▶ [YOUR TASK]:
Return all the entries exactly, keeping pictures out.

[Data entries]
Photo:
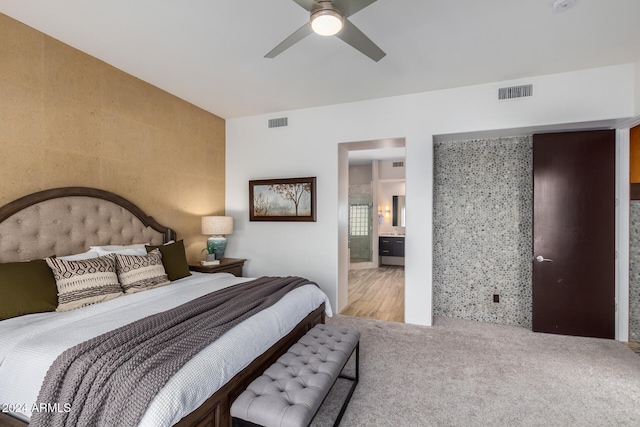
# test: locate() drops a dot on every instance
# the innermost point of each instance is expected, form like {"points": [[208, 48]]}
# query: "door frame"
{"points": [[622, 232]]}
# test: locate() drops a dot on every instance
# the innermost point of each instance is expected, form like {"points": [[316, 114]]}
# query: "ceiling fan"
{"points": [[330, 18]]}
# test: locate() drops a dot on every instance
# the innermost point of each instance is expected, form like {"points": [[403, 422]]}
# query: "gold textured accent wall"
{"points": [[69, 119]]}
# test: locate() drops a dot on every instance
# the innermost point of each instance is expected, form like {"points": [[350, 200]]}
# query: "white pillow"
{"points": [[135, 249], [78, 257]]}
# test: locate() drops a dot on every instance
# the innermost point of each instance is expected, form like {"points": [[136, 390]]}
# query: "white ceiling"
{"points": [[210, 52]]}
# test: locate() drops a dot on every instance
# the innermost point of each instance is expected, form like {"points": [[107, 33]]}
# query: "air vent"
{"points": [[515, 91], [276, 123]]}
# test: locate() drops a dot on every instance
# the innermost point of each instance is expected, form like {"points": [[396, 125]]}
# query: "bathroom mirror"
{"points": [[398, 211]]}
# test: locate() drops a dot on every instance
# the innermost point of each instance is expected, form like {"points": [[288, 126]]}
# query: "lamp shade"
{"points": [[217, 225], [326, 22]]}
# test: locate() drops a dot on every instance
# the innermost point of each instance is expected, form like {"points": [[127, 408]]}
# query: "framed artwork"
{"points": [[286, 199]]}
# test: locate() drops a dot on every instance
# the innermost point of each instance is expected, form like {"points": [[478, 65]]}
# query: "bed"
{"points": [[78, 220]]}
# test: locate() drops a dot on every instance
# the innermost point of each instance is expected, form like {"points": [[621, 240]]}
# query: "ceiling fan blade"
{"points": [[308, 4], [356, 38], [294, 38], [349, 7]]}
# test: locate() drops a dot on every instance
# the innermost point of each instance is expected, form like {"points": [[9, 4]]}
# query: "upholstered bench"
{"points": [[290, 391]]}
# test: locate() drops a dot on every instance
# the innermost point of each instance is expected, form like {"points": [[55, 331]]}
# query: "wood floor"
{"points": [[376, 293]]}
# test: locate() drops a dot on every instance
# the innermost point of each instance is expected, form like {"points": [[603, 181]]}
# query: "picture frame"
{"points": [[282, 199]]}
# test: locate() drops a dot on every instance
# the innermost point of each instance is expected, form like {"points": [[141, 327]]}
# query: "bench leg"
{"points": [[354, 383]]}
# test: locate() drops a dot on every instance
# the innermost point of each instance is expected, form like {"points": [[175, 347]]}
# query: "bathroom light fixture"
{"points": [[327, 21]]}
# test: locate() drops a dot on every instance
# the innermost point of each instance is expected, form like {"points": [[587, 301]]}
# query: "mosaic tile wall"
{"points": [[483, 202], [634, 271]]}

▶ [ANSWER TO THIS PROBLEM]:
Photo:
# test: locate() drops a dot on every instance
# the innermost point of each instance is expected, form like {"points": [[208, 48]]}
# query: "door frame"
{"points": [[622, 232]]}
# test: locate() drops a dot on every instance
# the innermost point of each instance is expected, form like {"points": [[316, 114]]}
# query: "ceiling fan"
{"points": [[330, 18]]}
# test: locate() drops a dot on every instance
# the innermost point of each instance is expected, form like {"points": [[403, 422]]}
# query: "gold textured accent wall"
{"points": [[69, 119]]}
# test: locate() drops a dot on every instance
# the innermost point of each instance is expected, form like {"points": [[350, 200]]}
# query: "white pillow"
{"points": [[135, 249], [78, 257]]}
# test: locate() drops a dot on every instance
# the innermost point of each instance is expected, form like {"points": [[136, 390]]}
# query: "white ceiling"
{"points": [[210, 52]]}
# test: locate() drops a dot on every instance
# the innermost point of each instance is expected, form like {"points": [[107, 33]]}
# query: "air vent"
{"points": [[515, 91], [276, 123]]}
# test: locate() drops a dot on every instance
# the innermost point of each instance is expected, form like {"points": [[396, 125]]}
# query: "bathroom mirror"
{"points": [[398, 211]]}
# test: locate() drops a dot on every instance
# the innermost point of each instance is expected, form like {"points": [[288, 126]]}
# query: "lamp shade"
{"points": [[217, 225], [326, 22]]}
# test: locate() drops a dot on every instance
# the innermost point of each instance is expected, form like {"points": [[127, 408]]}
# query: "framed artwork"
{"points": [[286, 199]]}
# test: locate() drops a dot on every instance
# the innermost point of each instance is expected, form like {"points": [[478, 65]]}
# query: "bed"
{"points": [[78, 220]]}
# test: locate() drops a dot on every instance
# the innermost point of each instance is expected, form like {"points": [[621, 240]]}
# query: "ceiling fan blade"
{"points": [[308, 4], [356, 38], [294, 38], [349, 7]]}
# test: locate() drops a dot on every instance
# the innermost point of each instance is expected, form like {"points": [[9, 4]]}
# query: "upholstered bench"
{"points": [[290, 391]]}
# test: locate() drops a dot on every instance
# the innermost point of each instance is expected, form like {"points": [[55, 331]]}
# query: "wood floor"
{"points": [[376, 293]]}
# test: locate() drops a dot on every instance
# the innermost point of each instance is expected, form like {"points": [[603, 181]]}
# query: "picture frame"
{"points": [[282, 199]]}
# test: locate() drops a dot on every instance
# the innermost point of each instance is expected, form like {"points": [[141, 327]]}
# query: "bench leg"
{"points": [[354, 383]]}
# test: locate() drops a dot on every instance
# the innermost point of each instance is expected, form like {"points": [[175, 347]]}
# query: "bathroom light fixture"
{"points": [[327, 21]]}
# test: locate() drops a dot on every instance
# the innermost point of each instance is expected, form like {"points": [[587, 301]]}
# query: "mosaic tile wall"
{"points": [[483, 202], [634, 271]]}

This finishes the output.